* Problem description
Repeat the records below verbatim.

- - - - - - -

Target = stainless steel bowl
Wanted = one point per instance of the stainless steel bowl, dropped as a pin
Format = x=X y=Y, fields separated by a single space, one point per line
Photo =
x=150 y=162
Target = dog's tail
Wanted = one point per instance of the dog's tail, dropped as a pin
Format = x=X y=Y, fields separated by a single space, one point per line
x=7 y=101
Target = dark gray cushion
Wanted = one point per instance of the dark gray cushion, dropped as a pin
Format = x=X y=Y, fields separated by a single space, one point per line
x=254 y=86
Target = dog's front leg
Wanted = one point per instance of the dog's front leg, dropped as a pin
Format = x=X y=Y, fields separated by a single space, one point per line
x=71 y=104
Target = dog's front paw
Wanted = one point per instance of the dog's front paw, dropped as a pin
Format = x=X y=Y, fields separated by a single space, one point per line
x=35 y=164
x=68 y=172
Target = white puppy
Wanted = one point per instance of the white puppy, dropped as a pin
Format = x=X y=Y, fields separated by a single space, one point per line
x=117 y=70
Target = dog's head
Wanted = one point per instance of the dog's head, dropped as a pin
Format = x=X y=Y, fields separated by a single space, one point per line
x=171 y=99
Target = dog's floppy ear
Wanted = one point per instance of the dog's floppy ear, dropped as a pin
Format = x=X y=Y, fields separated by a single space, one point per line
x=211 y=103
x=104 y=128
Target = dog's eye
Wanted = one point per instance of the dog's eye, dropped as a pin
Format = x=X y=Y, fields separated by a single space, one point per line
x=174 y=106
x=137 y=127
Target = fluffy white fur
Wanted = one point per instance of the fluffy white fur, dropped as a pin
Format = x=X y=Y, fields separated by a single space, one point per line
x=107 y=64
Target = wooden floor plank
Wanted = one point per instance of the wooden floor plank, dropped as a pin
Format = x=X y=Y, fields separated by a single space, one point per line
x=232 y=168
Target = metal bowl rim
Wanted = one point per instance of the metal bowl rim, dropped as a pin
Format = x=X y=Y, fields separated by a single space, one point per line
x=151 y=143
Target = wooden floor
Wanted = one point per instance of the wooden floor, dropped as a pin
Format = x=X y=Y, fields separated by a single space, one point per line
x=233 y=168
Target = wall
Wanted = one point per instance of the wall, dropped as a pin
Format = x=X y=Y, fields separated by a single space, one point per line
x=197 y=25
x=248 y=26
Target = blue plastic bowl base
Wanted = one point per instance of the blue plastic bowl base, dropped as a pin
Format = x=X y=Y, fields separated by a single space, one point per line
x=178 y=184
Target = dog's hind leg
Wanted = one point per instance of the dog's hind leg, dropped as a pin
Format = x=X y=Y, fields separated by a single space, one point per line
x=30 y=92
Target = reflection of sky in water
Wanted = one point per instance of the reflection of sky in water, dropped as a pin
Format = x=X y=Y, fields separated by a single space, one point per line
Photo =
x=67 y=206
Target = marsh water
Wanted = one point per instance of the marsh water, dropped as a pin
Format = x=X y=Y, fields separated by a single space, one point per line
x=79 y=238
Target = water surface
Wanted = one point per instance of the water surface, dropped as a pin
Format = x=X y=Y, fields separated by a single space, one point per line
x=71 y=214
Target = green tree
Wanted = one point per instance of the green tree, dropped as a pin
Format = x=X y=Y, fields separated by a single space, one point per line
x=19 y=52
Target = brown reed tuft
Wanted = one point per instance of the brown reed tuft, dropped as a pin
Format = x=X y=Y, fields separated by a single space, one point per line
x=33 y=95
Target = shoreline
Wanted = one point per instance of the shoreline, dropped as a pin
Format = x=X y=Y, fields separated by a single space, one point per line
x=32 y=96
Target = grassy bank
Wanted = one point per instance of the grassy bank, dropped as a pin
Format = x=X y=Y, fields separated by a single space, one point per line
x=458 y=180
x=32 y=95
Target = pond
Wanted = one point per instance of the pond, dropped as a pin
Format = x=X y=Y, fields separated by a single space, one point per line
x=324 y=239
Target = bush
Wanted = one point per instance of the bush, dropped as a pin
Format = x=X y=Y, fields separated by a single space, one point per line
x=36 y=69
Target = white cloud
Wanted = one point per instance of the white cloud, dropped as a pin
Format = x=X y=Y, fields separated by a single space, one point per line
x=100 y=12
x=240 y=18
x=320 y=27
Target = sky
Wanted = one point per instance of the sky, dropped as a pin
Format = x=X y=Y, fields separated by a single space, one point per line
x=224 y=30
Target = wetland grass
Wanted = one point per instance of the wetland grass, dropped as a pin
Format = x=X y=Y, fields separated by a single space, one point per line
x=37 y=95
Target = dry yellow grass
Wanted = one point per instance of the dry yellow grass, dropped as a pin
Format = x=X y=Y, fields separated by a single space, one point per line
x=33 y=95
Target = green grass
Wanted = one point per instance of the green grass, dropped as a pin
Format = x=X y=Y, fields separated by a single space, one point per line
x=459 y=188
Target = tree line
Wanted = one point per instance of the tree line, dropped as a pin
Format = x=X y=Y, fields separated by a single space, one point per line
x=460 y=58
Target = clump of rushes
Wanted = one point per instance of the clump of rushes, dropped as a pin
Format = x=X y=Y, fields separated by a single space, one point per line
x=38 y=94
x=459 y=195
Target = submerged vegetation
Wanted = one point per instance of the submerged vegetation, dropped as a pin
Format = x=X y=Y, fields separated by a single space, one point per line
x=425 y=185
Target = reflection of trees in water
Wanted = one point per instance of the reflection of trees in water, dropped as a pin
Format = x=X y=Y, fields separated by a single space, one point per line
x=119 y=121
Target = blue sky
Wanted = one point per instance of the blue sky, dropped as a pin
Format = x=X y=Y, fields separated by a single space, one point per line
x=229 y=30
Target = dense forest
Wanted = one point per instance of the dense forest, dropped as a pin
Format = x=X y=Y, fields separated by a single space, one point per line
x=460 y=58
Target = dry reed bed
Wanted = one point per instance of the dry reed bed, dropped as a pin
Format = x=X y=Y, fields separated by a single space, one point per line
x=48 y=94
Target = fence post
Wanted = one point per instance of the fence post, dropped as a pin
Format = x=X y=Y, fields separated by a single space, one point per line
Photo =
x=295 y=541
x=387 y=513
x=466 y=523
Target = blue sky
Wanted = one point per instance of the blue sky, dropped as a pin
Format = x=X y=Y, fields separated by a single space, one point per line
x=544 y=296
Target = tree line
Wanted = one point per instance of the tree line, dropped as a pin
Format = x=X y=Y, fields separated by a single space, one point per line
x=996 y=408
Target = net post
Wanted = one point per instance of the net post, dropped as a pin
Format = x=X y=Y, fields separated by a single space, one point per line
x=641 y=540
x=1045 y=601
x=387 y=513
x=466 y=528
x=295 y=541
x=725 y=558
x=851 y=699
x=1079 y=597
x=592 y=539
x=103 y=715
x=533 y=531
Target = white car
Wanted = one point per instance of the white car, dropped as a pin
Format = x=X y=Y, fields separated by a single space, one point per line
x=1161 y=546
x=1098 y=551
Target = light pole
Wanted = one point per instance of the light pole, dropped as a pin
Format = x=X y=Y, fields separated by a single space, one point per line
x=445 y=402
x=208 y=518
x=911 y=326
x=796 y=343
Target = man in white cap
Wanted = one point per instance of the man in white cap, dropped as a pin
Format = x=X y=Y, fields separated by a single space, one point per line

- - - - - - -

* Answer box
Target = stainless steel bowl
Wanted = one point per instance of the stainless steel bowl, dropped as a pin
Format = x=X y=Y, fields separated by a single space, one point per line
Photo =
x=150 y=162
Target = dog's tail
Wanted = one point per instance of the dog's tail, dropped as a pin
Format = x=X y=Y, fields separated by a single space, one point per line
x=7 y=101
Target = dark gray cushion
Wanted = one point per instance of the dark gray cushion, dropped as a pin
Format = x=X y=Y, fields separated by a single space, one point per line
x=254 y=86
Target = dog's front leg
Wanted = one point per instance of the dog's front leg, dropped as a pin
Format = x=X y=Y, fields separated by a single space, one point per line
x=71 y=104
Target = dog's front paw
Wanted = one point per instance of the dog's front paw, dropped as a pin
Format = x=X y=Y, fields separated by a single space, one point per line
x=35 y=164
x=68 y=172
Target = white puppy
Wanted = one point per instance of the white puppy, dropped as a pin
Format = x=X y=Y, fields separated by a single space, one point per line
x=117 y=70
Target = dog's head
Wanted = one point per instance of the dog's head, dropped as a pin
Format = x=X y=Y, fields separated by a single space, one point per line
x=171 y=99
Target = dog's floppy ear
Wanted = one point per instance of the dog's floppy ear, dropped as a pin
Format = x=X y=Y, fields separated by a single space, one point per line
x=211 y=103
x=104 y=128
Target = dog's eye
Wanted = one point per instance of the dog's eye, dropped as a pin
Format = x=X y=Y, fields separated by a single space, one point per line
x=174 y=106
x=137 y=127
Target = fluffy white fur
Wanted = one point per instance of the fluffy white fur, dropped as a pin
Format = x=X y=Y, fields separated by a single space, one point per line
x=107 y=64
Target = wooden floor plank
Wanted = one point per instance of the wooden floor plank, dropped as a pin
Format = x=X y=Y, fields separated by a single space, one point per line
x=232 y=168
Target = metal bowl rim
Wanted = one point per instance of the metal bowl rim, dropped as a pin
Format = x=X y=Y, fields separated by a single space, one point per line
x=151 y=143
Target = wooden floor
Wanted = one point per instance of the wooden floor, dropped as a pin
Format = x=X y=Y, fields separated by a single space, one point per line
x=233 y=168
Target = wall
Wanted = one point per instance of the wall, dropped as a pin
Format = x=X y=Y, fields separated by a single space, one point per line
x=197 y=25
x=248 y=26
Target = blue plastic bowl base
Wanted = one point per instance of the blue plastic bowl base, dropped as a pin
Format = x=X y=Y, fields separated by a single space, one point per line
x=178 y=184
Target = dog's hind leg
Wanted = one point per instance of the dog's hind leg, dropped as a pin
Format = x=X y=Y, fields separated by a single space, one point per line
x=30 y=92
Target = reflection of sky in water
Wanted = one point per instance of the reflection of sky in water, dropped as a pin
Format = x=X y=Y, fields separated by a single space, one point per line
Photo =
x=67 y=206
Target = marsh water
Wanted = one point per instance of the marsh water, dropped as a pin
Format = x=X y=Y, fields separated by a single space, one point per line
x=79 y=238
Target = water surface
Wanted = one point per instance of the water surface, dropped as a pin
Format = x=X y=Y, fields separated by a single space, one point per line
x=71 y=214
Target = green tree
Wanted = one point per instance of the green tree, dropped as a pin
Format = x=X y=Y, fields separated by a single space, one point per line
x=19 y=52
Target = brown reed tuft
Wanted = one point per instance of the brown reed tuft, dropped as a pin
Format = x=X y=Y, fields separated by a single space, one point per line
x=33 y=95
Target = shoreline
Wanted = one point per instance of the shoreline, dropped as a pin
Format = x=X y=Y, fields separated by a single space, one point per line
x=32 y=96
Target = grassy bank
Wanted = one point per instance of the grassy bank, dropped as a pin
Format = x=X y=Y, fields separated by a single space, one point per line
x=458 y=180
x=32 y=95
Target = pond
Wanted = one point per instance of the pond, dropped as a pin
Format = x=X y=Y, fields separated by a single space, one point per line
x=324 y=239
Target = bush
Wanted = one point per instance of the bush, dropped as a pin
Format = x=X y=Y, fields separated by a single space, one point per line
x=36 y=69
Target = white cloud
Wanted = one point per instance of the white cloud, dropped as a pin
Format = x=X y=Y, fields separated by a single space, one point per line
x=100 y=12
x=240 y=18
x=320 y=27
Target = sky
Wanted = one point per instance of the sky, dropped as a pin
Format = x=X y=Y, fields separated by a single space, one point per line
x=224 y=30
Target = wetland grass
Wanted = one point per instance of the wetland grass, dropped as a pin
Format = x=X y=Y, fields separated by a single space, one point per line
x=37 y=95
Target = dry yellow grass
Wanted = one point per instance of the dry yellow grass, dropped as a pin
Format = x=X y=Y, fields separated by a single space, one point per line
x=33 y=95
Target = green grass
Wanted = one point per instance of the green grass, dropped as a pin
Format = x=X y=Y, fields separated by a single space, one point per line
x=459 y=188
Target = tree line
Wanted = one point per instance of the tree line, dropped as a pin
Format = x=X y=Y, fields separated by a single space, one point per line
x=460 y=58
Target = clump of rushes
Wanted = one point per instance of the clump of rushes, dropped as a pin
Format = x=X y=Y, fields separated by a single space, one point per line
x=38 y=94
x=459 y=195
Target = submerged vegetation
Wanted = one point per instance of the submerged vegetation, dropped as a pin
Format = x=X y=Y, fields separated by a single space, one point per line
x=425 y=185
Target = reflection of trees in water
Wanted = one point per instance of the reflection of trees in water, dropped as a pin
Format = x=X y=Y, fields separated by a single space, one point per line
x=119 y=121
Target = blue sky
Wanted = one point per instance of the blue sky, dropped as a pin
Format = x=X y=Y, fields separated by a single space, one point per line
x=229 y=30
Target = dense forest
Wanted = one point per instance of the dense forest, dropped as a pin
Format = x=X y=Y, fields separated by a single space, one point per line
x=460 y=58
Target = dry reed bed
Wanted = one point per instance of the dry reed bed, dropped as a pin
Format = x=X y=Y, fields separated by a single space, one point per line
x=48 y=94
Target = fence post
Wanted = one point per instance of the fence post, dropped as a pin
Format = x=X y=Y, fields separated by a single space, one point per line
Photo =
x=295 y=541
x=387 y=513
x=466 y=523
Target = blue sky
Wanted = one point per instance of the blue sky, dropped as a pin
Format = x=X y=Y, fields separated by a single space, one point per line
x=544 y=296
Target = tree line
Wanted = one point per instance of the tree line, dropped as a pin
Format = x=X y=Y, fields separated by a single space, one point per line
x=996 y=408
Target = net post
Wanted = one point per instance of the net post, dropped as a pin
Format = x=X y=Y, fields separated by a single space, one point per line
x=641 y=540
x=1045 y=601
x=387 y=513
x=466 y=528
x=295 y=541
x=725 y=558
x=851 y=699
x=1079 y=597
x=592 y=539
x=103 y=715
x=533 y=531
Target = white car
Wanted = one point per instance of the white car, dropped as a pin
Format = x=X y=Y, fields separated by a single space, one point per line
x=1161 y=546
x=1098 y=551
Target = light pole
Wanted = one point per instance of the light pole, dropped as a pin
Format = x=X y=Y, fields separated by a single space, one point per line
x=445 y=402
x=208 y=518
x=911 y=326
x=796 y=343
Target = man in white cap
Wanted = one point per instance of the man in white cap, dropped as a pin
Format = x=X y=Y, fields separated by a single space, one point per line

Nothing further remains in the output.